**GOAL A**. According to the Huntington SBA lending article, how many SBA 7(a) loans did Huntington make in the Cleveland district in the past year?
**GOAL B**. Transcribe the stretch of the Huntington SBA lending article from "There was actually" through "the prior year.".

**PASSAGE GIVEN**.
— START —
Huntington has gigantic lead in SBA loans
In the field of government-backed small business loans, Huntington Bank is leaps and bounds ahead of competitors in the Cleveland market.
And with plans to expand that business even more, it's a position Huntington could retain a tight grip on, even as other banks ramp up efforts on that front.
But it's not just Northeast Ohio where Huntington is crushing the scene for U.S. Small Business Administration 7(a) loans, the SBA's flagship and largest program.
The Columbus-based regional bank, with just about $100 billion in total assets and a nine-state footprint, is the second-largest provider of SBA 7(a) loans in the country in terms of loans made (3,905) and fifth in terms of dollars lent out ($633.5 million), according to SBA data for the 2016 fiscal year.
That puts it in the company of some of America's largest national banks.
Comparatively, Wells Fargo Bank N.A., the most active SBA lender in the country at 8,737 loans made (totaling nearly $2 billion), has more than $1.8 trillion in total assets and offices in more than 40 states.
In the SBA's Cleveland district, Huntington made 1,091 7(a) loans in the past year, or about $134 million worth, according to data from the SBA's Cleveland district.
That means more than 20% of its total SBA 7(a) dollars was lent in this district, which covers 28 Northern Ohio counties between the Pennsylvania and Indiana borders and is anchored by the Cleveland market.
"Everything with us is growing right now, really," said Margaret Ference, senior vice president and SBA group manager for Huntington.
"And we are willing to lend to these businesses when no one else is," she said. "We have tried to build a sustainable, scalable model, keeping in mind that it still needs to make sense for us as well to make something like a $50,000 loan. Some banks won't go that low."
Loans between $25,000 and $50,000 fall into the lower end of the SBA 7(a) spectrum. The upper end is between $1 million and $5 million.
While it's a bit of a generalization to say no other banks are participating, the SBA figures show that Huntington is taking on a larger number of the smaller loans.
Demand for smaller loans
Through the last five years, Huntington has provided somewhere between 60% and 70% of all SBA 7(a) loans in the Cleveland district, said Gil Goldberg, director of the Cleveland SBA district. The figure peaked in 2014 with 71% of loans, but dropped to 64% in 2016.
There was actually a small dip in overall SBA lending for Huntington between 2015 and 2016. The recent figures show a drop of about $1.9 million in total dollars and 110 fewer loans made compared with the prior year.
— END —
Records of labeled points
— START —
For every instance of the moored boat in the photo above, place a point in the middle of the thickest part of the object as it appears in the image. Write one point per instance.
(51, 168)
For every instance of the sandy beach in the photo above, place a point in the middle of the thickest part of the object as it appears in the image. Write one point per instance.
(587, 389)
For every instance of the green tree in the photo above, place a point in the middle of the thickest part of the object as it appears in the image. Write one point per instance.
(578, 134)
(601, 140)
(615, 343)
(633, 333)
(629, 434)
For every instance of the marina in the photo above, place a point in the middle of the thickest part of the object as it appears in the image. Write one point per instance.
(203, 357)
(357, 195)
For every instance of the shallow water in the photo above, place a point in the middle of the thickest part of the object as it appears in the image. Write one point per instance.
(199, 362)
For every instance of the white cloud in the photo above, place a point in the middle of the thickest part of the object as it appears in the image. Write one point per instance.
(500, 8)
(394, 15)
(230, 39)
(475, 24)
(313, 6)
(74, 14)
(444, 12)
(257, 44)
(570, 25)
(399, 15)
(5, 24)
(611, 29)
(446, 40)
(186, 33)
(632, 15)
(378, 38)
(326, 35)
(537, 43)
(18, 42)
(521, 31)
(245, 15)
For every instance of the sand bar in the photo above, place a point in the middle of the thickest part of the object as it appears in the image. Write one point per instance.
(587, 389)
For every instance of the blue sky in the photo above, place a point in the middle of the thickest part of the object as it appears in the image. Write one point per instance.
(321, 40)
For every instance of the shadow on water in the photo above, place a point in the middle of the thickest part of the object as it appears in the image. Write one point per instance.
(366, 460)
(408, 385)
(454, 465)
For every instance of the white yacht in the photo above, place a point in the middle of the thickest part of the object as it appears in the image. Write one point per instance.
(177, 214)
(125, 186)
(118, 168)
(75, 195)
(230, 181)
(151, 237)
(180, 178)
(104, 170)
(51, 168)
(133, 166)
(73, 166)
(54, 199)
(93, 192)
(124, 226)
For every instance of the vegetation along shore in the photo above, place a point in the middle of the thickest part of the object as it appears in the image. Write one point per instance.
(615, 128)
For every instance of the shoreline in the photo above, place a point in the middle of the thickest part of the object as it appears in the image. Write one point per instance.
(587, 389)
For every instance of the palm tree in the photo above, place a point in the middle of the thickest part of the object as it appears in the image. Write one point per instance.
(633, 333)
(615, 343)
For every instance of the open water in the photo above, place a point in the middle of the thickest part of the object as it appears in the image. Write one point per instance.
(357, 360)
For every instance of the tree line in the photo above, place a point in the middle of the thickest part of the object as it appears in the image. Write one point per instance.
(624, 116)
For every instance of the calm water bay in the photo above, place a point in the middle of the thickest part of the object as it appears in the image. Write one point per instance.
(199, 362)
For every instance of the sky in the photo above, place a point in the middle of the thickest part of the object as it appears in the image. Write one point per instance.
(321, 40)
— END —
**WORKED SOLUTION A**. Huntington made 1,091 SBA 7(a) loans in the Cleveland district.

**WORKED SOLUTION B**.
There was actually a small dip in overall SBA lending for Huntington between 2015 and 2016. The recent figures show a drop of about $1.9 million in total dollars and 110 fewer loans made compared with the prior year.